TASK TO CARRY OUT:
Leave out the pictures and set down the rest of the listing below word for word.

═════ DATA RECORDS

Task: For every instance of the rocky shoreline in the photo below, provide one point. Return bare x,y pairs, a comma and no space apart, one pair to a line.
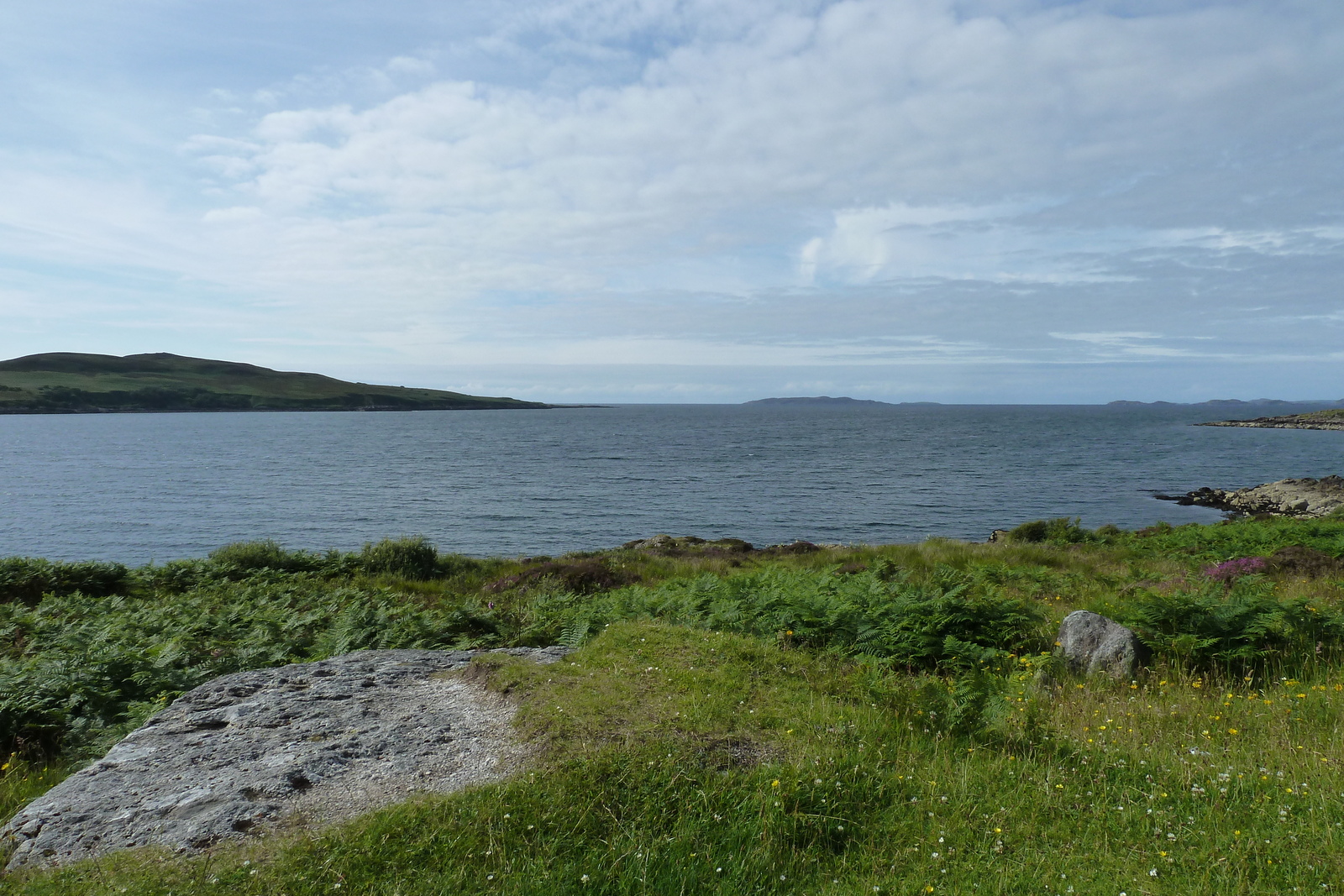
1285,497
1314,421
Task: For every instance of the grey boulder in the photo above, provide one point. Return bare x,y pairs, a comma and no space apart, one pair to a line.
316,741
1090,644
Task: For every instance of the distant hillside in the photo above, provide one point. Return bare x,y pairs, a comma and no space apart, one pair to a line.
820,399
71,383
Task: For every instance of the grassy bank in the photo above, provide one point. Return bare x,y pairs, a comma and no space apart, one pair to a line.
792,720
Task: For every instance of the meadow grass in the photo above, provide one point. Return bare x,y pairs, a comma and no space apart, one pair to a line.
702,739
678,761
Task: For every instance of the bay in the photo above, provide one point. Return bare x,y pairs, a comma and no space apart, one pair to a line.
158,486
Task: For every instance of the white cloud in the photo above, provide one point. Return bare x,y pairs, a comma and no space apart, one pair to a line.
806,181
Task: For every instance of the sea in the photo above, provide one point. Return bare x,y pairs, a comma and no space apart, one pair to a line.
140,488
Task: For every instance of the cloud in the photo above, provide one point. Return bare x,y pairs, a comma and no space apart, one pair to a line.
801,181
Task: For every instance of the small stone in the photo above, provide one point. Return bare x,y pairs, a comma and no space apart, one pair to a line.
1092,644
318,741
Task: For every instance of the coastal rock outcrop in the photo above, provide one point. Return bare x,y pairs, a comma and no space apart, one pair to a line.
324,741
1090,644
1285,497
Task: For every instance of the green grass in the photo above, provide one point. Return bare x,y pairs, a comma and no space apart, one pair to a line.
702,739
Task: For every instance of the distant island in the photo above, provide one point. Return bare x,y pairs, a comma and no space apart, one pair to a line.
74,383
828,401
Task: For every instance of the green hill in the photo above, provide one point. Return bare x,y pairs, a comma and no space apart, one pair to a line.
67,382
796,720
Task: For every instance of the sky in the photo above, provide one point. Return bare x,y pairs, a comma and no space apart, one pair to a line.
687,201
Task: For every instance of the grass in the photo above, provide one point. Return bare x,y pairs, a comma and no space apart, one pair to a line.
680,752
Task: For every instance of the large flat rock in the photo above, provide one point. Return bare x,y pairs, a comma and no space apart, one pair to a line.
326,741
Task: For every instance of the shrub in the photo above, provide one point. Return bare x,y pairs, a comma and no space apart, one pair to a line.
405,558
1233,570
878,613
248,557
1059,531
1236,629
27,579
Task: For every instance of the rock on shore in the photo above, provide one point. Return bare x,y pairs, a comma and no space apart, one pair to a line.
326,741
1285,497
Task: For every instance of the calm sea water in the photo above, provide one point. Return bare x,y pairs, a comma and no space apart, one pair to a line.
155,486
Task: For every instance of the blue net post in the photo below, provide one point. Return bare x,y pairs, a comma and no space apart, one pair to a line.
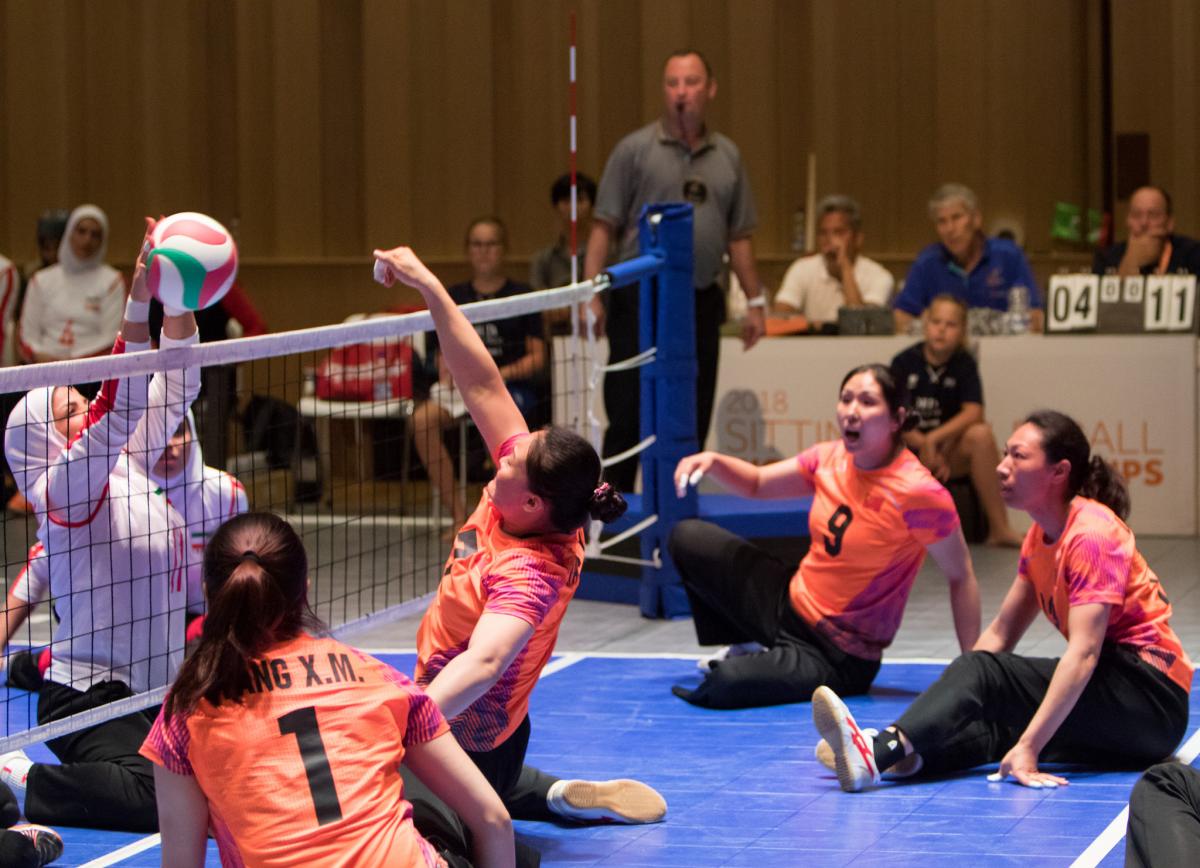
667,321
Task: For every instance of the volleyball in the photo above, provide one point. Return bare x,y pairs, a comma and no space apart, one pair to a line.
192,261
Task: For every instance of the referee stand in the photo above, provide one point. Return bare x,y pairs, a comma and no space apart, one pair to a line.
667,425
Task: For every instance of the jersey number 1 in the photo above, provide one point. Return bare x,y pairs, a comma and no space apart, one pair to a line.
838,524
303,724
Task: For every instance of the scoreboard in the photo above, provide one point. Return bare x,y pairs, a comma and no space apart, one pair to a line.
1115,305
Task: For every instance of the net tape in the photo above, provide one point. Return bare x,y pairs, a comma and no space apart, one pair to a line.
21,379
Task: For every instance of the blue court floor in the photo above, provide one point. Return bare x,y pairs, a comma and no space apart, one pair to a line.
744,789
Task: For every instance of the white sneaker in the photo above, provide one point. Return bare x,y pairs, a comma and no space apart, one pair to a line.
853,750
616,801
905,768
15,770
738,650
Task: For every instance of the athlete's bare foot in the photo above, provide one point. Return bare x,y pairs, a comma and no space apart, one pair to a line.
1005,539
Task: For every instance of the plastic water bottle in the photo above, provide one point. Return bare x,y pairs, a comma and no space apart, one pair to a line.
1017,321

══════════

ANSWER SECTION:
Task: For every instance of the rocky shoreline in the photo below, provide one point. Return bare x,y pairs, a comma and no space apart, one pair to a line.
1285,497
1314,421
Task: For every instance of the grey boulder in the photo above, provide one point. Return bare x,y pairs, a comma and no space apart, one pair to a line.
316,741
1090,644
Task: For every instance of the distant hillside in the photo above, provide one point. Return bare x,y pairs, a comma and no space apart, one pair to a line.
820,399
71,383
Task: For every instance of the grassy bank in the photo above, provide one point. Return bare x,y pairs, a comma and no space apart, one pair to a line.
792,720
Task: For every instance of the meadow grass in the photo above, provide one point. Return bare x,y pairs, a comma and no space apart, one pair to a line.
702,739
678,761
Task: For every instance of the bay in the photo above, provide one point. Return bare x,y pairs, a comma and no space apart, one pair to a line.
158,486
Task: For every instance of the white cloud in the photo above, provide one point. Return bare x,y pairs, a comma and no space apart, one pair to a line.
806,181
Task: For every instance of the sea in the photo above, provide one point. Return bare x,y pairs, a comma and no space apart, one pair to a line.
140,488
Task: For every instance of the cloud in the photo above, provide one point. Return bare x,y pairs, a comma and no space apart, one pair to a line.
801,181
Task: For every instance of the small stone in the photo above, provide one point. Return bare x,y pairs, a comma and no space apart, one pair to a line.
1092,644
318,741
Task: For every instance of the coastal rock outcrop in the photo above, provide one point. Return bare x,y pairs, a comma and no space apart, one pair to a line.
324,741
1090,644
1285,497
Task: For every instance of the green grass in the photo above, provide one point. Return bare x,y pairs, a comma and no space apart, one pair to a line.
702,739
Task: For every instance of the distant island in the photo above, provide one point. Return bare x,y pairs, a comma and no space apart, one pair to a line.
74,383
828,401
Task: For every instance of the green hill in the photo above, provide one point. Return bare x,y pairs, a comma and no space apart, one pair to a line.
67,382
796,720
Task: For every instance of the sky in the photo above, provide one point. Return bare x,y pairs, a comma and no space apart, one pair to a line.
687,201
Task: For every instance of the grass in the photo above, provide one point. Return bare x,y pairs, a comma and no space apart, one pair to a line.
680,752
Task: For every instance of the large flat rock in the photo above, provide one point. Return bare x,y pairs, a comma and no space apart, one pair to a line.
326,741
Task: For every instance of the shrub in the photo above, provide one point. Return bare x,y pairs, a comma and no space apart, one pair to a line.
405,558
1233,570
878,613
248,557
1059,531
1236,629
27,579
Task: For every instance of the rock on shore in the photo above, provide one point. Return bare x,y pairs, a comma and no space apart, one pair to a line.
326,741
1285,497
Task: For every instance of the calm sea water in the photo above, provide one point. Return bare x,y pairs, a comma and no space apart, one pair to a line.
155,486
Task: For every instance of the blue net post in the photo below, provide one point. Return bare x,y pairs, a comma and no space apart, one pair to a line.
667,321
Task: For every instance of the volleyball in the photo above, provide one point. Return bare x,y pairs, a comma and no space apart, one pair to a line.
192,261
Task: For every instance of the referee stand in the photo above, provide one point. Return bare x,y pairs, a comma and no space apart, one pair to a line.
667,425
Task: For every instance of the jersey number 1 in the photo above, provide one point. Return bare x,y pairs, a comma and no space apart, one pair to a line.
838,524
303,724
Task: For every instance of the scoreboard in the photo above, provide one point. Return bare x,y pairs, a comma and no space apart, one pair to a line.
1115,305
Task: For every instance of the net tape in the photo above, provide one point. Return bare x,y pairs, a comma and no space apart, one pair to a line.
21,379
Task: For every instance of the blue court floor in the photo above, provide one point. Return bare x,y pairs, a comma and no space apart, one pair to a line.
744,789
Task: For every instance of the white sneaker in the photo above, provide one point. Return bare x,y pairs, a comma and no space apart, one pair to a line.
853,750
616,801
905,768
15,770
738,650
Task: For every instance of the athlete's bare foot in the photo above, provide one point. Return bare x,y pairs, a comma and no space apart, one pair to a line.
1005,539
Task: For every instance of the plastic water bottle in the photo above, provide one point. Return bare x,y pairs, a comma and no space apart, one pair to a line.
1017,321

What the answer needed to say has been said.